What to do → Reproduce only the lines from the line containing "example: [467, 130]" to the end of the entries below, including both of those lines.

Materials provided →
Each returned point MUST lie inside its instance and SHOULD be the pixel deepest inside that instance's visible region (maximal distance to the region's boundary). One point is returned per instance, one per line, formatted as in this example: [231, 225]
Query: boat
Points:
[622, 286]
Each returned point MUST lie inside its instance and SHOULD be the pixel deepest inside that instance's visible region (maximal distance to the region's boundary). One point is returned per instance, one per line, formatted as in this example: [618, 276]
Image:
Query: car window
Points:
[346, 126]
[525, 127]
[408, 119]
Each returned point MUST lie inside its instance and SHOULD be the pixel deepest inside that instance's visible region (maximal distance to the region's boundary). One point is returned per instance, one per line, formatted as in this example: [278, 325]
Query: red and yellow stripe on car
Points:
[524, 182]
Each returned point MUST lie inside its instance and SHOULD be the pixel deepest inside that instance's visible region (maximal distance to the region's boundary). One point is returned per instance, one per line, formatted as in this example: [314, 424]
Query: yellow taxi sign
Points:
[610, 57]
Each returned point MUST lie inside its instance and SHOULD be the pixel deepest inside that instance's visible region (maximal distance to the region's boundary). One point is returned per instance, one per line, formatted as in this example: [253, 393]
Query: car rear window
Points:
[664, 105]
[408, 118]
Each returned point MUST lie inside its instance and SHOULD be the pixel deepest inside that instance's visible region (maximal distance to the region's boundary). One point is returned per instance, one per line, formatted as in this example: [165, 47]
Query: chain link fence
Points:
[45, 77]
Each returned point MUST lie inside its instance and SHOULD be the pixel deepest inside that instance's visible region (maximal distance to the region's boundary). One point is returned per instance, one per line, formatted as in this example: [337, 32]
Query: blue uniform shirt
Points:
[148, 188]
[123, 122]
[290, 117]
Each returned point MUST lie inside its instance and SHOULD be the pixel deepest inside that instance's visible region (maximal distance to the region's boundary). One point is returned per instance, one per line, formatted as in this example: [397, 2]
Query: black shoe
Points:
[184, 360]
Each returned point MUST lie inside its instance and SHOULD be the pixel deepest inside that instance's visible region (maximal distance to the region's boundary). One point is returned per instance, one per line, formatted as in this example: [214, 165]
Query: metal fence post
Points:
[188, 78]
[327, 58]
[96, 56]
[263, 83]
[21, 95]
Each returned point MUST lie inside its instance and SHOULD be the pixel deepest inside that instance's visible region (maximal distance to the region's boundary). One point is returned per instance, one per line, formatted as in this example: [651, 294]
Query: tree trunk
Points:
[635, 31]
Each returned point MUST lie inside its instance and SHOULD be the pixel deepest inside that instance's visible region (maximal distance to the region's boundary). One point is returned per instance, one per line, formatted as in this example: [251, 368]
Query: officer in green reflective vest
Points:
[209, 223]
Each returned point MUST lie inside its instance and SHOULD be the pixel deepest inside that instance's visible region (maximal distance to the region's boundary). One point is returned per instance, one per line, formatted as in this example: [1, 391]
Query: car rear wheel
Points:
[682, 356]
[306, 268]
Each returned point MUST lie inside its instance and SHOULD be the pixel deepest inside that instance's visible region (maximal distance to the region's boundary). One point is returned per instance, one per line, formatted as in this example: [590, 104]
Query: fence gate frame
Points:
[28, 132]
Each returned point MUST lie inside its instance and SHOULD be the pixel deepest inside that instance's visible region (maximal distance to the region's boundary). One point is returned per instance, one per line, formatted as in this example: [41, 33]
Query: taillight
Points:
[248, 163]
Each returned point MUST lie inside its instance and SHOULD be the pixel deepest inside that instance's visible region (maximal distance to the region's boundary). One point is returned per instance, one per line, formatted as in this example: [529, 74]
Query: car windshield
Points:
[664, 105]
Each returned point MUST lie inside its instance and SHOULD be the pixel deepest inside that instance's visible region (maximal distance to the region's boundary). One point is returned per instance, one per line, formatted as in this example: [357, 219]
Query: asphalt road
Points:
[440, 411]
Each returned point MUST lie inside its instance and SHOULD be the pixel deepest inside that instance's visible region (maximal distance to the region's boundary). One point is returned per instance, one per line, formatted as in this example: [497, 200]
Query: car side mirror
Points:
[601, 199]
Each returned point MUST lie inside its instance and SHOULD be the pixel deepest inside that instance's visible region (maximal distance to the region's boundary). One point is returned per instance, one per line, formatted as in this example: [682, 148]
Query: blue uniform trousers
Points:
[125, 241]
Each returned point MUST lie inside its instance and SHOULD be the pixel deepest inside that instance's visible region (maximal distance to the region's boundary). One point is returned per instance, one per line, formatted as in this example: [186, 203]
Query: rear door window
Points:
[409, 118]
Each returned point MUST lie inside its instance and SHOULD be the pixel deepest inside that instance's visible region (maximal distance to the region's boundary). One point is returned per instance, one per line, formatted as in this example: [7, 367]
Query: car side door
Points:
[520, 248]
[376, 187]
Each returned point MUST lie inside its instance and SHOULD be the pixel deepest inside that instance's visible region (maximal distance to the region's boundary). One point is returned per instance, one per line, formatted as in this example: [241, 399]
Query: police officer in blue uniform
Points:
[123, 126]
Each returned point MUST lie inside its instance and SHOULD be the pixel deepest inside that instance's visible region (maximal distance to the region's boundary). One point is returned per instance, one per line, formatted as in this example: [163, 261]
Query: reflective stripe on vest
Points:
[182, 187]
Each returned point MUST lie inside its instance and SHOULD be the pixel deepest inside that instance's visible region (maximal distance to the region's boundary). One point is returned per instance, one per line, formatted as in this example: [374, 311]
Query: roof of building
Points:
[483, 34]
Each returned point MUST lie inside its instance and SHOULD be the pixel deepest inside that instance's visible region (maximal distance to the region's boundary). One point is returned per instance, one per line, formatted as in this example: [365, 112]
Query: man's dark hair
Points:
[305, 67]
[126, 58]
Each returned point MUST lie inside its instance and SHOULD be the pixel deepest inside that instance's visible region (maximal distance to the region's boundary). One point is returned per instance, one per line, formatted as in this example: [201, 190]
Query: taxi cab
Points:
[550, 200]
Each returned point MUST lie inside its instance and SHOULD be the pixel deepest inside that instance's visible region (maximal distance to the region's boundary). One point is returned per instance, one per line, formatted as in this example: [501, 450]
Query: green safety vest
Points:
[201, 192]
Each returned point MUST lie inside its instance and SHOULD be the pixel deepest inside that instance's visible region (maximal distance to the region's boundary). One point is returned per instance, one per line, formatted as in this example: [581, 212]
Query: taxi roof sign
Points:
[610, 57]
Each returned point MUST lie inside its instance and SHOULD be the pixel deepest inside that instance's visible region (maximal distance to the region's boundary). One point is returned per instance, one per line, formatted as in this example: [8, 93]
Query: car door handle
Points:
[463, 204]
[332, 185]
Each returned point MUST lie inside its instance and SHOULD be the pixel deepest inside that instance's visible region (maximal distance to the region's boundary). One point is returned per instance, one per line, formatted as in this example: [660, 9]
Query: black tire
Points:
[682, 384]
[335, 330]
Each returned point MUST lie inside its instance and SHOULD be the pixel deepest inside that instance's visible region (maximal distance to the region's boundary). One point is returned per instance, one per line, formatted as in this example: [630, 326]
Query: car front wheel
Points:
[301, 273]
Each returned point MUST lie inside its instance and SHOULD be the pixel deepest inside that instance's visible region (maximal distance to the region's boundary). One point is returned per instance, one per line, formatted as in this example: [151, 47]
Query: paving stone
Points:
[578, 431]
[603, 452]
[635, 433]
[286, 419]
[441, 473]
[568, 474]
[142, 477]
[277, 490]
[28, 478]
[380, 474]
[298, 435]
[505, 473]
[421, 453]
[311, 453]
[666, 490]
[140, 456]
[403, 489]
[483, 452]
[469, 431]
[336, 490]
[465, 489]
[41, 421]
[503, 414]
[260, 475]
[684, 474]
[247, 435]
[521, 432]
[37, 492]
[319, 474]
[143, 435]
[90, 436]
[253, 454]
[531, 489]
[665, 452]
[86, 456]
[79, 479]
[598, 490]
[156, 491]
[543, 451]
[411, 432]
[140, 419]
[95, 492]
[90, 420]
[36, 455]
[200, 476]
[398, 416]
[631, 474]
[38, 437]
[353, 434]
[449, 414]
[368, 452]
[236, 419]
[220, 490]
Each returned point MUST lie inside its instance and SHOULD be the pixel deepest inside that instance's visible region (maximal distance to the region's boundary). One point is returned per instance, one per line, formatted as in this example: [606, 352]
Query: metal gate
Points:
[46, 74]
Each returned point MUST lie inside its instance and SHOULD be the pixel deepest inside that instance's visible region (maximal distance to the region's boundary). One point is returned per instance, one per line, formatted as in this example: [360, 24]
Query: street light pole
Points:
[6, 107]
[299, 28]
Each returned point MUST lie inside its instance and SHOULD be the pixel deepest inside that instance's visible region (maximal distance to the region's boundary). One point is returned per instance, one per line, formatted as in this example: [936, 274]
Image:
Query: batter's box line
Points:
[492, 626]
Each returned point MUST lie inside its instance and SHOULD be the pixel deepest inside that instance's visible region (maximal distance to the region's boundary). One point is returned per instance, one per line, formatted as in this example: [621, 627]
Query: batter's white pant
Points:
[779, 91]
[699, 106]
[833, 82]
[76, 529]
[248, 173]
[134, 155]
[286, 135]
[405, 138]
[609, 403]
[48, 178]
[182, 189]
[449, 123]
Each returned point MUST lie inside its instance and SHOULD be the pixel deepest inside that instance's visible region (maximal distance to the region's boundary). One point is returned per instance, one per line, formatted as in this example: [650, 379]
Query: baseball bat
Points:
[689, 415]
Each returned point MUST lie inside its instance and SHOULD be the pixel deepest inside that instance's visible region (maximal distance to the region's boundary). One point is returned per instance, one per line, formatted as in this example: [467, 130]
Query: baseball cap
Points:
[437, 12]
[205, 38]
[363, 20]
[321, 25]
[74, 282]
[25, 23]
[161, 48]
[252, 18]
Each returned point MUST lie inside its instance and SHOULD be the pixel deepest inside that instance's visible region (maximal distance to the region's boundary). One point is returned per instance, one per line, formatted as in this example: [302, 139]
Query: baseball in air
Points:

Task answer →
Each returned point MUST lie inside its instance and SHOULD be the pixel deepest inside that instance's visible region (maximal distance to the region's boundary). One point is returned per instance, one per line, formatted as in this example: [467, 130]
Query: baseball cap
Points:
[437, 12]
[205, 38]
[363, 20]
[321, 25]
[74, 282]
[25, 23]
[161, 48]
[252, 18]
Each returned point MUST lie inside its instance and SHOULD be the pixel deepest inside that instance's visible region (maximal distance to the region's boundary). One point is returned per instance, one per line, formatted as in this example: [302, 139]
Query: baseball in air
Points:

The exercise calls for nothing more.